Given passage:
------------------------------------------------

The values of $\lambda $ and $\mu $ for which the system of linear equations

$x+y + z= 2 $

$x+ 2y + 3z= 5 $

$x+ 3y + \lambda z = \mu $

has infinitely many solutions are respectively

5 and 8

The correct answer is option (1) : 5 and 8

For the given system of equations, we have

$D=\begin{vmatrix}1 & 1 & 1\\1 & 2 & 3\\1 & 3 & λ\end{vmatrix}= λ-5, D_3= \begin{vmatrix}1 & 1 & 2\\1 & 2 & 5\\1 & 3 & \mu \end{vmatrix}=\mu - 8 $,

$D_1= \begin{vmatrix}2 & 1 & 1\\5 & 2 & 3\\\mu  & 3 & λ\end{vmatrix}= - λ+ \mu - 3, D_2= \begin{vmatrix}1& 2 & 1\\1 & 5 & 3\\1 & \mu & λ\end{vmatrix}=3λ-2\mu + 1$

If the system of equations has infinitely many solutions,

then we find that $D_1=D_2=D_3=D=0$ for $\lambda = 5 $ and $\mu = 8.$

Hence, the given system of equations has infinitely many solutions for $\lambda = 5 $ and $\mu = 8.$

------------------------------------------------

Stored rows:
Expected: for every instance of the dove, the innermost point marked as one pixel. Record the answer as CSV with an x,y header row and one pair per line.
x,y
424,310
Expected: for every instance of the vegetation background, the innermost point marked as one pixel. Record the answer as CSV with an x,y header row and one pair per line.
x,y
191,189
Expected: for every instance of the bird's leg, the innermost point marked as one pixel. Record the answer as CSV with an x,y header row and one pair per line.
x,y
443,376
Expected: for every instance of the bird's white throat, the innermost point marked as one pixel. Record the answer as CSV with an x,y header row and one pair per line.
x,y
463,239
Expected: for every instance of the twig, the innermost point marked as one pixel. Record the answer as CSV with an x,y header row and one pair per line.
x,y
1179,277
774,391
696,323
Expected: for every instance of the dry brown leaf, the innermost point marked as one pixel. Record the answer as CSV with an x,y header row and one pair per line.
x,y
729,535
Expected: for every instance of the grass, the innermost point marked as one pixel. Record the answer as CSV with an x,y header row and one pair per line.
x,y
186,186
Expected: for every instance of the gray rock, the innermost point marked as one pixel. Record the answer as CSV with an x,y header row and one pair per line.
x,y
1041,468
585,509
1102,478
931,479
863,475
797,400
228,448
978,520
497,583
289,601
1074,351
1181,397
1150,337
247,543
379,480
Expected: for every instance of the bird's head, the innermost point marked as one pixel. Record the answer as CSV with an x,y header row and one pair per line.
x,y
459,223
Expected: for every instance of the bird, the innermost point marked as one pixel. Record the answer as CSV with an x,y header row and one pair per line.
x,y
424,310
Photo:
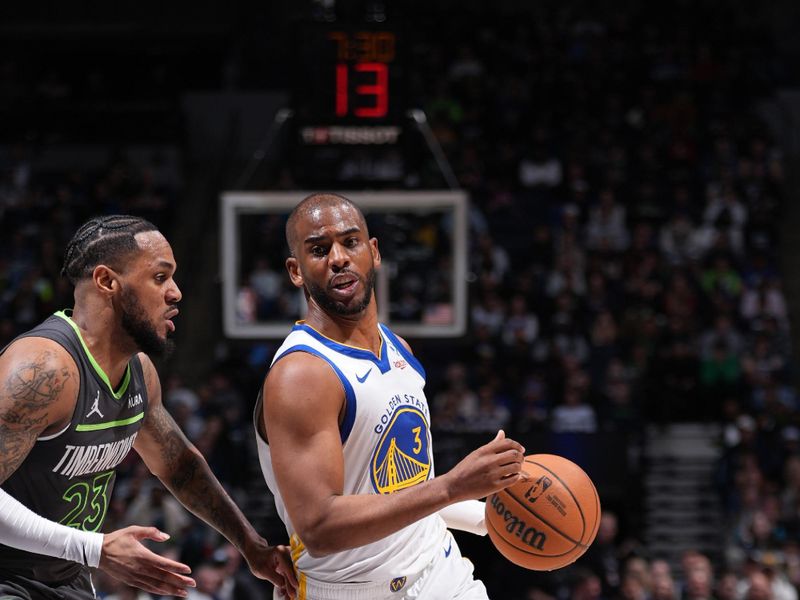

------------------------------------------------

Exercise:
Using the linear-system solution, explain in one to three sentences why λ = 5 and μ = 8 are the values given as the answer. None of the items is needed here.

Expected answer:
For the system to have infinitely many solutions, D, D₁, D₂ and D₃ must all be 0. Since D = λ − 5 and D₃ = μ − 8, this happens at λ = 5 and μ = 8, and D₁ and D₂ are also 0 for those values.